___ Dataset records ___

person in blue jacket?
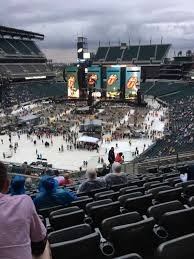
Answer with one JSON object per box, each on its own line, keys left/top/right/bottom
{"left": 33, "top": 176, "right": 77, "bottom": 210}
{"left": 10, "top": 175, "right": 26, "bottom": 196}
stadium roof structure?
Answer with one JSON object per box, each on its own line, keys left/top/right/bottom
{"left": 93, "top": 43, "right": 171, "bottom": 65}
{"left": 0, "top": 25, "right": 44, "bottom": 40}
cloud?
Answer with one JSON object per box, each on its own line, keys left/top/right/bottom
{"left": 0, "top": 0, "right": 194, "bottom": 62}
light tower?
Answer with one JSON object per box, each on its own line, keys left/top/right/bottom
{"left": 77, "top": 36, "right": 88, "bottom": 62}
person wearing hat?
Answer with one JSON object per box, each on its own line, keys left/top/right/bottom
{"left": 10, "top": 175, "right": 25, "bottom": 196}
{"left": 33, "top": 176, "right": 77, "bottom": 210}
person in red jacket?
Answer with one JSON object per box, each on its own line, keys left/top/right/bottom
{"left": 115, "top": 152, "right": 124, "bottom": 164}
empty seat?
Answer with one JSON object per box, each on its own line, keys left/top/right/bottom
{"left": 150, "top": 182, "right": 171, "bottom": 189}
{"left": 147, "top": 186, "right": 172, "bottom": 197}
{"left": 120, "top": 186, "right": 145, "bottom": 195}
{"left": 157, "top": 233, "right": 194, "bottom": 259}
{"left": 86, "top": 201, "right": 120, "bottom": 226}
{"left": 144, "top": 181, "right": 160, "bottom": 190}
{"left": 101, "top": 212, "right": 142, "bottom": 239}
{"left": 77, "top": 187, "right": 108, "bottom": 198}
{"left": 38, "top": 205, "right": 63, "bottom": 218}
{"left": 49, "top": 206, "right": 85, "bottom": 230}
{"left": 124, "top": 194, "right": 153, "bottom": 215}
{"left": 164, "top": 177, "right": 182, "bottom": 186}
{"left": 110, "top": 217, "right": 155, "bottom": 257}
{"left": 111, "top": 183, "right": 128, "bottom": 192}
{"left": 118, "top": 192, "right": 143, "bottom": 206}
{"left": 86, "top": 199, "right": 113, "bottom": 214}
{"left": 120, "top": 186, "right": 138, "bottom": 194}
{"left": 130, "top": 180, "right": 145, "bottom": 187}
{"left": 70, "top": 196, "right": 93, "bottom": 210}
{"left": 87, "top": 187, "right": 108, "bottom": 198}
{"left": 175, "top": 180, "right": 194, "bottom": 189}
{"left": 184, "top": 184, "right": 194, "bottom": 197}
{"left": 147, "top": 200, "right": 185, "bottom": 222}
{"left": 94, "top": 190, "right": 117, "bottom": 200}
{"left": 159, "top": 208, "right": 194, "bottom": 239}
{"left": 188, "top": 196, "right": 194, "bottom": 207}
{"left": 48, "top": 224, "right": 100, "bottom": 259}
{"left": 163, "top": 173, "right": 180, "bottom": 180}
{"left": 95, "top": 190, "right": 114, "bottom": 197}
{"left": 114, "top": 254, "right": 143, "bottom": 259}
{"left": 155, "top": 188, "right": 182, "bottom": 203}
{"left": 128, "top": 179, "right": 146, "bottom": 187}
{"left": 144, "top": 176, "right": 163, "bottom": 182}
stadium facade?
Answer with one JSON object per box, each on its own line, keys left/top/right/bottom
{"left": 0, "top": 25, "right": 66, "bottom": 106}
{"left": 92, "top": 43, "right": 171, "bottom": 79}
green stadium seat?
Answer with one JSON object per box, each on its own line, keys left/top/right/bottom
{"left": 122, "top": 46, "right": 139, "bottom": 61}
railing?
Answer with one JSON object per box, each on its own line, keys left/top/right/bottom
{"left": 6, "top": 150, "right": 194, "bottom": 180}
{"left": 136, "top": 150, "right": 194, "bottom": 173}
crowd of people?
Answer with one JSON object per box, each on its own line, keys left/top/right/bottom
{"left": 0, "top": 99, "right": 160, "bottom": 170}
{"left": 0, "top": 154, "right": 131, "bottom": 258}
{"left": 1, "top": 96, "right": 194, "bottom": 258}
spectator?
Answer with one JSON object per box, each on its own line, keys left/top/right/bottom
{"left": 10, "top": 175, "right": 25, "bottom": 195}
{"left": 77, "top": 168, "right": 106, "bottom": 193}
{"left": 34, "top": 176, "right": 77, "bottom": 210}
{"left": 108, "top": 147, "right": 115, "bottom": 165}
{"left": 0, "top": 162, "right": 47, "bottom": 259}
{"left": 104, "top": 162, "right": 127, "bottom": 187}
{"left": 115, "top": 152, "right": 124, "bottom": 164}
{"left": 63, "top": 172, "right": 74, "bottom": 185}
{"left": 25, "top": 177, "right": 34, "bottom": 192}
{"left": 54, "top": 169, "right": 65, "bottom": 186}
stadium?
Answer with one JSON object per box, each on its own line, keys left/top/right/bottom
{"left": 1, "top": 19, "right": 194, "bottom": 259}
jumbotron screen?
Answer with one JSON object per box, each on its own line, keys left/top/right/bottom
{"left": 106, "top": 67, "right": 121, "bottom": 98}
{"left": 125, "top": 66, "right": 141, "bottom": 99}
{"left": 87, "top": 66, "right": 101, "bottom": 90}
{"left": 65, "top": 66, "right": 79, "bottom": 98}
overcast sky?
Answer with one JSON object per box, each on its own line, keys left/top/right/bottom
{"left": 1, "top": 0, "right": 194, "bottom": 62}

___

The lines above from the one containing "person in red jacket?" through the one containing "empty seat?" are to be set down exactly, and no others.

person in red jacket?
Answer with one JSON object per box, each on its own line, keys left/top/right/bottom
{"left": 115, "top": 152, "right": 124, "bottom": 164}
empty seat?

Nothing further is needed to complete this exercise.